Given text:
====================
Find the angle $ECA$

Question

I found this puzzle some time ago on the Internet. Triangle $ABC$ is like on the picture:

where $AD$ is an altitude. One need to find angle $ECA$. How to solve it?

Insane attempt:

1. $\left|\angle EBD\right|=39^\circ, \left|\angle DEB\right|=51^\circ$
2. Set $\left|AB\right|=1, \left|\angle ECA\right|=\alpha$
3. $\left|BD\right|=\sin{33^\circ}, \left|AD\right|=\cos{33^\circ}$
4. $\left|ED\right|=\sin{33^\circ}\cdot \tan{39^\circ}$
5. $\left|DC\right|=\cos{33^\circ}\cdot \tan{15^\circ}$
6. $\tan{\left(75^\circ-\alpha\right)}=\frac{\sin{33^\circ}\cdot\tan{39^\circ}}{\cos{33^\circ}\cdot\tan{15^\circ}}=\frac{\tan{33^\circ}\cdot\tan{39^\circ}}{\tan{15^\circ}}$
7. $\alpha=75^\circ-\tan^{-1}{\left( \frac{\tan{33^\circ}\cdot\tan{39^\circ}}{\tan{15^\circ}} \right)}$
8. After proving (I wasn't able to) that $\tan{33^\circ}\cdot\tan{39^\circ} = \tan{15^\circ}\cdot\tan{63^\circ}$ we are getting $\alpha=12^\circ$

Alternative question would be: How to prove $\tan{33^\circ}\cdot\tan{39^\circ} = \tan{15^\circ}\cdot\tan{63^\circ}$?
====================
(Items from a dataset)
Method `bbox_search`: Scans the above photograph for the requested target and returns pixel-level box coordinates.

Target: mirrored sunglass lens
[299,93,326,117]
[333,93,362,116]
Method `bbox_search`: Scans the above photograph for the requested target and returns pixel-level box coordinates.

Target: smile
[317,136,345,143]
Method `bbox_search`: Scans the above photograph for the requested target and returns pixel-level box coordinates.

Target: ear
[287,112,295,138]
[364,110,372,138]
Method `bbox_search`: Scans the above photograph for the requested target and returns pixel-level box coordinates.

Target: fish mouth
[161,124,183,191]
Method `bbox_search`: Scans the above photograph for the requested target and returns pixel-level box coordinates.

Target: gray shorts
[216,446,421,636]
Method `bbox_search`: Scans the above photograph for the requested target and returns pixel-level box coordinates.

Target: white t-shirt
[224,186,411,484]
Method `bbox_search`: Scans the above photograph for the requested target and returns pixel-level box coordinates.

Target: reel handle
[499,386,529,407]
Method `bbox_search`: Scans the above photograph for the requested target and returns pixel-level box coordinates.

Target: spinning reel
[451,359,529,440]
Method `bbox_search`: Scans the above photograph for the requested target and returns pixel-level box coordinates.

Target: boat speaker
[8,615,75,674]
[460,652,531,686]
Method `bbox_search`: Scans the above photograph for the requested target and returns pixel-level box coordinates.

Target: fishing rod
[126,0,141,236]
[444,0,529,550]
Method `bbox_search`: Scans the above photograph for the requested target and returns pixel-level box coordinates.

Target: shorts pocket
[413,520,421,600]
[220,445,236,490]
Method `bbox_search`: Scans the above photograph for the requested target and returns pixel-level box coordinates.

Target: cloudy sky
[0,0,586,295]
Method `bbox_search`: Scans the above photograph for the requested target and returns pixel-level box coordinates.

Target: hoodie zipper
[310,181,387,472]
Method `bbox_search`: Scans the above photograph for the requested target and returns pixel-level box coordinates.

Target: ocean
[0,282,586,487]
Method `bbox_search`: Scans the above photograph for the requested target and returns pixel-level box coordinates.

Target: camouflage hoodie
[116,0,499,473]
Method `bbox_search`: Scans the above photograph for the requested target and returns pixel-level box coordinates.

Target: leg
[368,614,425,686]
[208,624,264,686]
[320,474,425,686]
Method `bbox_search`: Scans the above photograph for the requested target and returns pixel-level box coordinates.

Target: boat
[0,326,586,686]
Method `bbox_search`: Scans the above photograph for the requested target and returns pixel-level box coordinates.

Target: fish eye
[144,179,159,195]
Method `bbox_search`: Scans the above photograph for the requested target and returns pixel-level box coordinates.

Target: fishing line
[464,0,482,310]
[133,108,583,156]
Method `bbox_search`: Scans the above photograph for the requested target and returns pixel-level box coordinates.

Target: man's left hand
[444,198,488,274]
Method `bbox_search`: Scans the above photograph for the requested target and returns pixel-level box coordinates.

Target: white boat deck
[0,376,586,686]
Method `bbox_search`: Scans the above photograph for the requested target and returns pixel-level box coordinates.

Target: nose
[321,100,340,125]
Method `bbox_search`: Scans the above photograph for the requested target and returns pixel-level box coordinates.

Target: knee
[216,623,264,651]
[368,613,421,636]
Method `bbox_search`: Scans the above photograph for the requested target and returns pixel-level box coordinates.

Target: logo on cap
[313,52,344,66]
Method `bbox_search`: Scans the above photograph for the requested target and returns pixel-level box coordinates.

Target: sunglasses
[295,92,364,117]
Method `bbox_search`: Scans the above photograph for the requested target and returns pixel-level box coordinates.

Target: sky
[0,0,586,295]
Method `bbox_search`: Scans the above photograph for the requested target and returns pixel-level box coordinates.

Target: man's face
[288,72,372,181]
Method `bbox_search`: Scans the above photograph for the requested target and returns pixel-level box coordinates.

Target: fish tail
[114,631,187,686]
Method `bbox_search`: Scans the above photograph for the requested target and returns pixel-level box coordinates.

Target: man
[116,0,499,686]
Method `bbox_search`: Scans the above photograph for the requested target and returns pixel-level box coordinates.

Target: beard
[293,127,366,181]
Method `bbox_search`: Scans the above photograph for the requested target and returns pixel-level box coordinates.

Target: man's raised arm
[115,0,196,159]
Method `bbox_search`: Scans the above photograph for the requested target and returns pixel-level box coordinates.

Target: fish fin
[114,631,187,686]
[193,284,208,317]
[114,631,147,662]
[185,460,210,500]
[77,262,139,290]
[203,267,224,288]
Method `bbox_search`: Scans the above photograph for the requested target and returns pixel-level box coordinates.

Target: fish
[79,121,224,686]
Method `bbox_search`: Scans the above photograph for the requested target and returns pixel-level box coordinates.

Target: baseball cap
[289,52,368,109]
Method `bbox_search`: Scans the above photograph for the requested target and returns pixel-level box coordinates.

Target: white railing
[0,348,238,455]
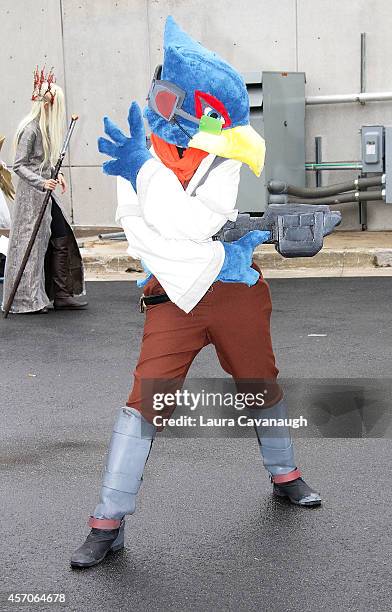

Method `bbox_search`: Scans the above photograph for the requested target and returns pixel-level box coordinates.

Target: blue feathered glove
[98,102,152,191]
[216,230,271,287]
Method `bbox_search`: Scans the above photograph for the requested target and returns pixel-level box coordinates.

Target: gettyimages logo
[139,378,392,438]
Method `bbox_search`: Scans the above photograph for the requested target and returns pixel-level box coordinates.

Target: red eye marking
[195,90,231,128]
[155,90,177,119]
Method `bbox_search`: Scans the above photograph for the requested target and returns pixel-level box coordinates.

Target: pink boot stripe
[272,468,301,484]
[88,516,121,530]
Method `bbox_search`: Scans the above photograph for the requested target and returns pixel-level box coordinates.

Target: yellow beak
[188,125,265,176]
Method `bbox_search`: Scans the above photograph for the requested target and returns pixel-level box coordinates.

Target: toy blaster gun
[213,204,342,257]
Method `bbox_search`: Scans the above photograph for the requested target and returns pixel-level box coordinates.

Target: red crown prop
[31,66,56,104]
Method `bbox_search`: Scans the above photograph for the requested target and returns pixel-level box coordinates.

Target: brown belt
[139,293,170,312]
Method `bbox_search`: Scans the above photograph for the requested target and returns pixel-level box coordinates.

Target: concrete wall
[0,0,392,229]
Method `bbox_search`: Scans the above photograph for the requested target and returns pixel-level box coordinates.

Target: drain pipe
[305,91,392,106]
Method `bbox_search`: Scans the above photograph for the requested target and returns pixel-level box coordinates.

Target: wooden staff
[4,115,78,319]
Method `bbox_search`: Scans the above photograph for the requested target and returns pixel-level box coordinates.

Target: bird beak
[188,125,265,176]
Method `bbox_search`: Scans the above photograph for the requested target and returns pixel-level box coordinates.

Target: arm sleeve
[14,126,45,191]
[137,159,241,241]
[120,216,225,312]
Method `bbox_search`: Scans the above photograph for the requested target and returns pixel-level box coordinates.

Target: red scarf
[151,134,208,186]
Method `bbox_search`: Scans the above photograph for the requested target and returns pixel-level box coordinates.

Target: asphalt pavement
[0,278,392,612]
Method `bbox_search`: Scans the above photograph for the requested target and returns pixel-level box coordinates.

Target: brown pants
[127,275,282,422]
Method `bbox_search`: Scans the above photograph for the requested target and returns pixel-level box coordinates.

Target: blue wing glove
[98,102,152,191]
[136,260,152,287]
[216,230,271,287]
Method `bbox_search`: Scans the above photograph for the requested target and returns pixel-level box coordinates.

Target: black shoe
[53,295,88,310]
[273,478,321,507]
[71,520,124,567]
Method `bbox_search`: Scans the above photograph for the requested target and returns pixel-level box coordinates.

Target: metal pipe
[305,162,362,172]
[98,232,126,240]
[288,189,385,204]
[314,136,323,187]
[360,32,366,95]
[305,91,392,105]
[268,175,385,198]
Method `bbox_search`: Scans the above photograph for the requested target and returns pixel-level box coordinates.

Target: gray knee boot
[93,408,156,519]
[255,400,300,481]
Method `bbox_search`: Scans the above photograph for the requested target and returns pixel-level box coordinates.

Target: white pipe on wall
[305,91,392,105]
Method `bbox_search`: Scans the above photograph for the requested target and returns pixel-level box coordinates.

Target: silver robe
[3,120,84,313]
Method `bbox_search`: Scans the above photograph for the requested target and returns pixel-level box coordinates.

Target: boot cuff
[272,468,301,484]
[88,516,121,531]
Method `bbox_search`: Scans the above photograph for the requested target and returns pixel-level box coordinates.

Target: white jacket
[116,149,241,312]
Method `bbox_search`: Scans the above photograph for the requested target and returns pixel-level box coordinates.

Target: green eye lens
[199,115,222,136]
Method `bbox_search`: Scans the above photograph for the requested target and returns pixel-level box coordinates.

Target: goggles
[147,65,222,138]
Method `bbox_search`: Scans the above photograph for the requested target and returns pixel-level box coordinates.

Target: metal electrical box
[237,72,306,214]
[361,125,384,174]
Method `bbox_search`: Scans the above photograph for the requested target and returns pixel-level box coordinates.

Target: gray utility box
[237,72,306,213]
[361,125,384,174]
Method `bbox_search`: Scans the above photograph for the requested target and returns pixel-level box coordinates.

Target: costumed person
[0,136,15,282]
[0,136,15,229]
[3,67,87,314]
[71,17,321,567]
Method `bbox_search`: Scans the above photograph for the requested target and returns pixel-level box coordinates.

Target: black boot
[71,519,124,567]
[52,236,87,310]
[273,478,321,507]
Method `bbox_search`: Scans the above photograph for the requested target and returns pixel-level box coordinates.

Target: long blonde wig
[14,83,65,171]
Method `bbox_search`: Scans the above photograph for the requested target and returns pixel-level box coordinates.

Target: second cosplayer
[3,68,87,314]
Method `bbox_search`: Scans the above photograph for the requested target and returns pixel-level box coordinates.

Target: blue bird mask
[144,17,265,176]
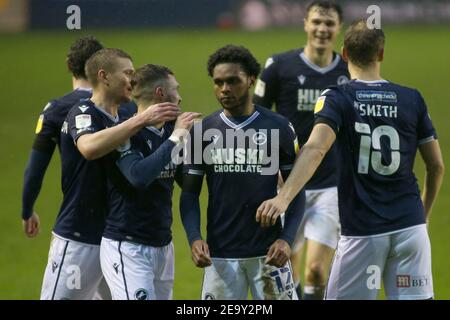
====================
Problem description: In the angle puzzle post, which identity does the poster say they were unable to prove?

Exercise result: tan 33° · tan 39° = tan 15° · tan 63°